> GOALS
1. Answer these questions using the wine-tasting passage, one line per answer, marked as the questions are:
(a) About what share of the study's tasters were sommeliers?
(b) What relationship between price and enjoyment does the study indicate for individuals with wine training?
(c) How many compounds that influence scent have been identified in wine?
2. Translate this sentence from the wine-tasting passage into Spanish: "Results indicate that both the prices of wines and wine recommendations by experts may be poor guides for non-expert wine consumers."
3. Retype the section of the wine-tasting passage starting with "It found the" and going on through "non-expert wine consumers.".

═════ SUPPLIED TEXT ═════

In one study with over 6,000 taste tasters,
comprising about 12% sommeliers and the rest general public,
they tried to determine if people like expensive wines more than
cheap ones.
It found the
correlation between price and overall rating is small and
negative, suggesting that individuals on average enjoy more
expensive wines slightly less. For individuals with wine
training however, there are indications of a positive
relationship between price and enjoyment.
Results indicate that
both the prices of wines and wine recommendations by experts may
be poor guides for non-expert wine consumers.
Consider that over 400
compounds which influence the scent alone have been identified
in wine. Also, temperature by itself can make a huge difference
to taste, because of how this can affect smell and taste. As
wine enthusiast David Derbyshire notes, “Serve a New World
chardonnay too cold and you’ll only taste the overpowering oak.
Serve a red too warm and the heady boozy qualities will be
overpowering.”

═════ INFORMATION GIVEN ═════

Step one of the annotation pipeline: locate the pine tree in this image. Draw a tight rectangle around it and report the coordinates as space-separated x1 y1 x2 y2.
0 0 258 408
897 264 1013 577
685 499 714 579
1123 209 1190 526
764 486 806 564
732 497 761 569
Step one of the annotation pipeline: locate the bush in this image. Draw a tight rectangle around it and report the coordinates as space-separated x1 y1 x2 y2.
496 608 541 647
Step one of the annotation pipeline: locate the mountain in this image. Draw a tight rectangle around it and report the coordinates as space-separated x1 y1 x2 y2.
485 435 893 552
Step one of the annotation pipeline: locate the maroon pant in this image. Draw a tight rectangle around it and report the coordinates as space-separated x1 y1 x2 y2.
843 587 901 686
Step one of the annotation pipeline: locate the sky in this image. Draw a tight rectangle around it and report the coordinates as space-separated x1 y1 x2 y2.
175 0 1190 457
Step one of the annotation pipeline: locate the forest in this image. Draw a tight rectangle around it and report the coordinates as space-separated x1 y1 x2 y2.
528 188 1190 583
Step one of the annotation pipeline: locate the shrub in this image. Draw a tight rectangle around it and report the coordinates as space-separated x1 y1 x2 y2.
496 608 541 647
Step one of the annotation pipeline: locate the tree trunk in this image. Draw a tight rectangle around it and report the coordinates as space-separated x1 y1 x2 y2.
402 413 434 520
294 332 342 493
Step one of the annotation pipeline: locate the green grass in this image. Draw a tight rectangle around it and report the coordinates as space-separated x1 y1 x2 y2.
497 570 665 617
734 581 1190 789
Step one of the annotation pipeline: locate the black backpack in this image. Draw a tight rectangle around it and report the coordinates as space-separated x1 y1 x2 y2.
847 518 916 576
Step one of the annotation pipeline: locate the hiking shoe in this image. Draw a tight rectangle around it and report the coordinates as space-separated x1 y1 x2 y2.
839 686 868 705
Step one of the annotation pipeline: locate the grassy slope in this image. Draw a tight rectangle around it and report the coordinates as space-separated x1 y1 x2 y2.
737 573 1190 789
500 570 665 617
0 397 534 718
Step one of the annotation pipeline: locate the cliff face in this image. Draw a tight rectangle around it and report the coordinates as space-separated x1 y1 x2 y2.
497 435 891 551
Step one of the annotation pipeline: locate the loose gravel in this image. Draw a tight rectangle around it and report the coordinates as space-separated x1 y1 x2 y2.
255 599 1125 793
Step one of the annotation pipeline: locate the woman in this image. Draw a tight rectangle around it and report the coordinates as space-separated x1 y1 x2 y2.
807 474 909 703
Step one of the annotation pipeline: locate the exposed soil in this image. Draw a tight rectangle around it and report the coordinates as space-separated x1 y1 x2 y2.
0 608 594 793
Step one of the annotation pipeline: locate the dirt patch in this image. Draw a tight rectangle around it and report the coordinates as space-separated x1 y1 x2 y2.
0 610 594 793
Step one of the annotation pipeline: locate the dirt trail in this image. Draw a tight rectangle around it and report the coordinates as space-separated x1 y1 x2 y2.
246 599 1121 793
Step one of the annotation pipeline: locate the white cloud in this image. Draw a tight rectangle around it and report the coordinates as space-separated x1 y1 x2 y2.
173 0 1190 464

═════

> THE REPLIES
1.
(a) About 12%
(b) A positive relationship
(c) Over 400

2. Los resultados indican que tanto los precios de los vinos como las recomendaciones de vinos hechas por expertos pueden ser malas guías para los consumidores de vino no expertos.

3.
It found the
correlation between price and overall rating is small and
negative, suggesting that individuals on average enjoy more
expensive wines slightly less. For individuals with wine
training however, there are indications of a positive
relationship between price and enjoyment.
Results indicate that
both the prices of wines and wine recommendations by experts may
be poor guides for non-expert wine consumers.